Copy out the part that opens with the line containing "of the book" and runs through the end of the items, putting "Logged points" in place of "Recorded points" and leaving everything else as it is.

───── STORED DATA

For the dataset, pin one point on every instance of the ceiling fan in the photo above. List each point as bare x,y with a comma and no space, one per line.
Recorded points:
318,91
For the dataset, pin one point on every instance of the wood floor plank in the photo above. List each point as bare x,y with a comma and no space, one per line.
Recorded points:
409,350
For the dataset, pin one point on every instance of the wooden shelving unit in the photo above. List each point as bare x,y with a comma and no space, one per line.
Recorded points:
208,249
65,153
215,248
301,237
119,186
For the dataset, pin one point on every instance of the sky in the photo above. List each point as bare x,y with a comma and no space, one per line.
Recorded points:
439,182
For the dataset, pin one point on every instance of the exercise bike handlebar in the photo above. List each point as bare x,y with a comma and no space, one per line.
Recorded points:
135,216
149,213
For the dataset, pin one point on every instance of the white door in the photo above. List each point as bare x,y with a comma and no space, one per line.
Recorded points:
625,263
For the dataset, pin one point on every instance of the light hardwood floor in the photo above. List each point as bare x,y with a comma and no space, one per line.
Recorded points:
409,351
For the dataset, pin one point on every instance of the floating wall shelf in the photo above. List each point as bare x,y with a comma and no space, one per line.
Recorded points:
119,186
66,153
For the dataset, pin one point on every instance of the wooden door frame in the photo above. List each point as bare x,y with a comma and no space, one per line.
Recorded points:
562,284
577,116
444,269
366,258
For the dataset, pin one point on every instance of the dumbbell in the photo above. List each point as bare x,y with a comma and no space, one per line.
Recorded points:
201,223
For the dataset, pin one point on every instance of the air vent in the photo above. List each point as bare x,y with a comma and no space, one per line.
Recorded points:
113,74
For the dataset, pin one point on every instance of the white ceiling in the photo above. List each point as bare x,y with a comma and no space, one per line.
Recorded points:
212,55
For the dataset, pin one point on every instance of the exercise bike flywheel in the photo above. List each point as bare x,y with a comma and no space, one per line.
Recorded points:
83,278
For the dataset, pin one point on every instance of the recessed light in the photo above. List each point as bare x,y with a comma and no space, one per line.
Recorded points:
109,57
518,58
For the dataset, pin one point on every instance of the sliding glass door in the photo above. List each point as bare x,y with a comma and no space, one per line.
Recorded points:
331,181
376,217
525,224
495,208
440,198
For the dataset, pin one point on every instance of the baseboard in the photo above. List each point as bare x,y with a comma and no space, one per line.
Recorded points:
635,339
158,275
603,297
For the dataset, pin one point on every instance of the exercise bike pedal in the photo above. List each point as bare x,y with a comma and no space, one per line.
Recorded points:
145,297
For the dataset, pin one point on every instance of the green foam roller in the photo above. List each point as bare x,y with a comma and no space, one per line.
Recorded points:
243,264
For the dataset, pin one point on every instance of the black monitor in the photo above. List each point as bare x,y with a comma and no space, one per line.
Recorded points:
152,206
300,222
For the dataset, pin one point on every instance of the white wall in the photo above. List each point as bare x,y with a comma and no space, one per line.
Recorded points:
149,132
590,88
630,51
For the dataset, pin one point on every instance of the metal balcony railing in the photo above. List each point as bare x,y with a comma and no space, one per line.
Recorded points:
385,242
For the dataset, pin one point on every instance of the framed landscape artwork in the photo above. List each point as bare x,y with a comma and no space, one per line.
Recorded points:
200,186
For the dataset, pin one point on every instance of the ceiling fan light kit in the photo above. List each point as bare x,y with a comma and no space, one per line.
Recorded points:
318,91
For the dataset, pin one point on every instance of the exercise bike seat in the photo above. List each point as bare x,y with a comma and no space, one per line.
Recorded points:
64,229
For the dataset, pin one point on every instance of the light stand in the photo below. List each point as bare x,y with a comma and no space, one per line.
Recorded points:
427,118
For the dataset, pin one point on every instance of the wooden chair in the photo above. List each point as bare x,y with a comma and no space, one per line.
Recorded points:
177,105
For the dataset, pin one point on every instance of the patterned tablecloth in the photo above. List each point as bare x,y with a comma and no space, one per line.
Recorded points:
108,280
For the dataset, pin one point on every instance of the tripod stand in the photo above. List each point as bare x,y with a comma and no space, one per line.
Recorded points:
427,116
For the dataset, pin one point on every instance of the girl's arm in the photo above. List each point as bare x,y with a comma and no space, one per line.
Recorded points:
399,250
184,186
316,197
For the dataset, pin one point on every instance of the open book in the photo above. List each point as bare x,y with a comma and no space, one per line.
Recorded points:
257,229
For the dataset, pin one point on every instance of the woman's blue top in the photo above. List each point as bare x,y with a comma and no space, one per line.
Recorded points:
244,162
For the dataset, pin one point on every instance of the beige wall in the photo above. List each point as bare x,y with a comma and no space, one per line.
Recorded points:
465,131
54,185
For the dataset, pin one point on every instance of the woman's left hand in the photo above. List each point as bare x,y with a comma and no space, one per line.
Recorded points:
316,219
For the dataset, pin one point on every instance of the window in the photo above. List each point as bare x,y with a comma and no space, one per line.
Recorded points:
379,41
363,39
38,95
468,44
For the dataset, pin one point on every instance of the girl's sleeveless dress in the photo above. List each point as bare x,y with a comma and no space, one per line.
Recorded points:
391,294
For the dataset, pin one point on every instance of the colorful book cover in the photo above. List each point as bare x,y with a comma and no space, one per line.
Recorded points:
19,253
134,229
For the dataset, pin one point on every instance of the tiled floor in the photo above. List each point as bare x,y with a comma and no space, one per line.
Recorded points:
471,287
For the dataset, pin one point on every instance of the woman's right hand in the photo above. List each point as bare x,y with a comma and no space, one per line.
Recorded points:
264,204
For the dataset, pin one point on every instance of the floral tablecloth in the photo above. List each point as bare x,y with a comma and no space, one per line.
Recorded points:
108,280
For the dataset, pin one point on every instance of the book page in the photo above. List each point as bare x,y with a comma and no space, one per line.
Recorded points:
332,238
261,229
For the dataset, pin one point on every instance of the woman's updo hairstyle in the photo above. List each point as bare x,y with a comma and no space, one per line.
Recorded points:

──────────

● IN RESPONSE
For the dataset, pin one point on every instance of the book page in the photo above. List each point as bare x,y with a comma and no space, one per line.
Logged points:
332,238
261,229
For the dataset, pin one point on every instance of the woman's updo hairstyle in the photo above. List each point as bare x,y with a comma and no space, one per line.
Logged points:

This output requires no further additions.